— start of Selected extract —

2023-12-11 Unscheduled full production data-resynchronisation accidentally triggered
Date | Dec 11, 2023 |
Authors | @Cai Willis |
Status | Resolved |
Summary | |
Impact | Revalidation application was functionally unavailable |
Non-technical Description
A process which refreshes all of the data in the revalidation system was triggered accidentally on the production (“live”) environment - the intention was that it was only to be run on the staging (“testing”) environment. Once this process has started, it must be allowed to complete for data to be restored, and unfortunately it takes a very long time to complete.
Trigger
Accidental triggering of full production data sync
Detection
Noticed by developer
Resolution
Allowed process to complete naturally
Timeline
All times in GMT unless indicated
Dec 11, 2023 14:45 Sync process accidentally triggered
Dec 11, 2023 14:45 Impact on production environment noticed by developer
Dec 11, 2023 16:41 Failure in last stage of process noticed
Dec 11, 2023 16:50 Cause of failure identified
Dec 11, 2023 16:57 Failure rectified, process resumed
Dec 11, 2023 20:33 Process completed, system restored
Dec 11, 2023 23:18 Recommendations Bug Discovered
Dec 12, 2023 07:15 Users notified on Teams of Recommendation issues
Dec 12, 2023 08:00 Patch to Recommendation UI deployed successfully, issue resolved ~ 08:00 Users notified of resolution
Root Cause(s)

— end of Selected extract —
— start of Source data —

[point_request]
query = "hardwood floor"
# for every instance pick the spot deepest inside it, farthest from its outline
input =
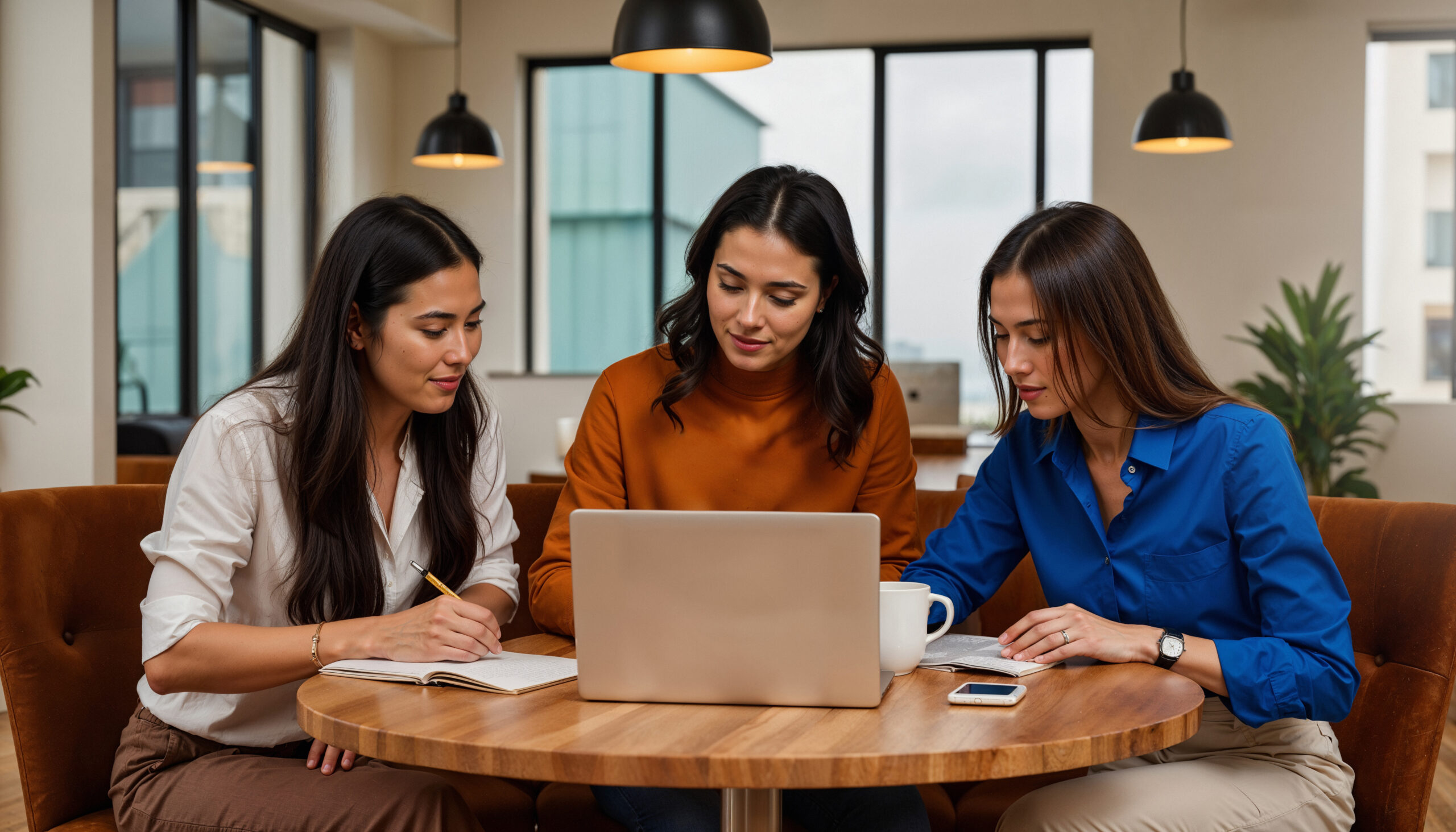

— end of Source data —

▶ Instructions
- 1) List the section headings that appear in the incident report after its opening table.
- 2) Write out everything in the incident report from "2023-12-11 Unscheduled full" down to "time to complete.".
- 3) According to the incident report, when was the process completed and the system restored?
You can do all of this without the data.

▶ Solutions to the problems
- 1)
Non-technical Description
Trigger
Detection
Resolution
Timeline
Root Cause(s)

- 2)
2023-12-11 Unscheduled full production data-resynchronisation accidentally triggered
Date | Dec 11, 2023 |
Authors | @Cai Willis |
Status | Resolved |
Summary | |
Impact | Revalidation application was functionally unavailable |
Non-technical Description
A process which refreshes all of the data in the revalidation system was triggered accidentally on the production (“live”) environment - the intention was that it was only to be run on the staging (“testing”) environment. Once this process has started, it must be allowed to complete for data to be restored, and unfortunately it takes a very long time to complete.

- 3) At 20:33 GMT on Dec 11, 2023.